**GOAL**
Rewrite all of the lines below, replacing every occurrence of "Format sample" with "Sample format" and leaving everything else unchanged.

** Start MATERIAL FOR THIS EXERCISE **

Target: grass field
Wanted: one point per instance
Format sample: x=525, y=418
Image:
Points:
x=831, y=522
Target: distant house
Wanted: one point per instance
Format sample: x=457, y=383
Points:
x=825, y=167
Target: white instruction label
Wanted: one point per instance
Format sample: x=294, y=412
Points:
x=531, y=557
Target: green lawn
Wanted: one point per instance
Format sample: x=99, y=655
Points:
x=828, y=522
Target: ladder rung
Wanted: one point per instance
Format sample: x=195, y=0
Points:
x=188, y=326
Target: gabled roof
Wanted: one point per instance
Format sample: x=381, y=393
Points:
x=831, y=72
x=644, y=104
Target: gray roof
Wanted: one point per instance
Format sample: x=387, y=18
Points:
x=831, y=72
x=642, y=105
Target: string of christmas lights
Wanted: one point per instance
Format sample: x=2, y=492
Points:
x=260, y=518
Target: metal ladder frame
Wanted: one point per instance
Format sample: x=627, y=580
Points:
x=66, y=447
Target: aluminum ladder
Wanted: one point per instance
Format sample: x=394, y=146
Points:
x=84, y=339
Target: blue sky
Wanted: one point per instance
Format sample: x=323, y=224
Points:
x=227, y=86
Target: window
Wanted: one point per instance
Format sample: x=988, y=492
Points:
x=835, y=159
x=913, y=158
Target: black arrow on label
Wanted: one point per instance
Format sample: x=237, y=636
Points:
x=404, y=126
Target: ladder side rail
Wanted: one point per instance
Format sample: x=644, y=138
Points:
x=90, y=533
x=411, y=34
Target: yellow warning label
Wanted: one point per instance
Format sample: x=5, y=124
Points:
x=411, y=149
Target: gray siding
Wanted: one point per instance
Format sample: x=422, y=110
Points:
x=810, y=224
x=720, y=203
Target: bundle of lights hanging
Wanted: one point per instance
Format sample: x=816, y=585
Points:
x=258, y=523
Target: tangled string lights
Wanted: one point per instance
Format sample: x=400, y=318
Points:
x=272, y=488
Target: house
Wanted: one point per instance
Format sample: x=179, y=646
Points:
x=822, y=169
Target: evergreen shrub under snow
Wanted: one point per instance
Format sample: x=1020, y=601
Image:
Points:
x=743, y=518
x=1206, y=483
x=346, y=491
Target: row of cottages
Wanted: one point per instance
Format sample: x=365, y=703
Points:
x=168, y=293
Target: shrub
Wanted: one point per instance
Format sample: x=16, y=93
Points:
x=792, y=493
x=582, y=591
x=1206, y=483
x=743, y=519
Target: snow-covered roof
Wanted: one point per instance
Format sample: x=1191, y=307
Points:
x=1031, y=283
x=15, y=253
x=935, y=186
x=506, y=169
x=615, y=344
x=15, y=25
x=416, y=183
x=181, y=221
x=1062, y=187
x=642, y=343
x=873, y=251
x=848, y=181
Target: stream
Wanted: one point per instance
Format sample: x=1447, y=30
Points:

** End MATERIAL FOR THIS EXERCISE **

**EXERCISE OUTPUT**
Target: grass field
Wanted: one point per instance
Sample format: x=525, y=418
Image:
Points:
x=831, y=522
Target: distant house
Wanted: one point per instance
Sample format: x=457, y=383
Points:
x=825, y=167
Target: white instruction label
Wanted: one point per instance
Sample format: x=294, y=412
Points:
x=531, y=557
Target: green lawn
Wanted: one point per instance
Sample format: x=99, y=655
Points:
x=828, y=522
Target: ladder rung
Wanted: one point per instance
Sample format: x=195, y=0
Points:
x=188, y=326
Target: gabled roof
Wanted: one point per instance
Sample format: x=381, y=393
Points:
x=831, y=72
x=644, y=104
Target: gray roof
Wanted: one point per instance
Sample format: x=387, y=18
Points:
x=831, y=72
x=642, y=105
Target: string of christmas lights
Wanted: one point per instance
Sample format: x=2, y=492
Points:
x=260, y=518
Target: metal ladder frame
Wanted: one point per instance
Sample format: x=627, y=580
Points:
x=66, y=447
Target: aluminum ladder
Wanted: one point per instance
Sample format: x=394, y=146
Points:
x=84, y=339
Target: blue sky
Wanted: one point per instance
Sample format: x=323, y=224
Points:
x=227, y=86
Target: window
Wanted: one point per instance
Sample format: x=988, y=492
Points:
x=835, y=159
x=913, y=158
Target: black arrow on label
Wanted: one point per instance
Sample format: x=237, y=636
Points:
x=404, y=126
Target: ladder side rail
Wanted: one point per instance
Sample format: x=644, y=138
Points:
x=90, y=533
x=411, y=34
Target: yellow warning label
Wanted: one point per instance
Sample format: x=5, y=124
Points:
x=411, y=149
Target: gray siding
Wanted: one point per instance
Sample format: x=422, y=110
Points:
x=810, y=224
x=720, y=203
Target: bundle of lights hanging
Wanted: one point per instance
Sample format: x=816, y=585
Points:
x=258, y=523
Target: tangled string lights
Wanted: one point per instance
Sample format: x=400, y=318
Points:
x=272, y=488
Target: house
Wanted: one point per instance
Sample format: x=179, y=646
Points:
x=822, y=169
Target: evergreen shrub under snow
Wanted: one point per instance
Sample format: x=1020, y=601
Image:
Points:
x=743, y=518
x=1206, y=483
x=346, y=491
Target: row of cottages
Wanted: one point per instance
Sample format: x=365, y=703
Points:
x=168, y=293
Target: shrub
Wanted: one point per instance
Sample format: x=16, y=93
Points:
x=792, y=493
x=582, y=591
x=1206, y=483
x=743, y=519
Target: snow-covered roof
Wanted: one point per instance
Sample format: x=1191, y=307
Points:
x=1031, y=283
x=15, y=253
x=935, y=186
x=506, y=169
x=615, y=344
x=15, y=25
x=416, y=183
x=181, y=221
x=1062, y=187
x=642, y=343
x=873, y=251
x=848, y=181
Target: stream
Wanted: one point per instance
Sample format: x=1447, y=30
Points:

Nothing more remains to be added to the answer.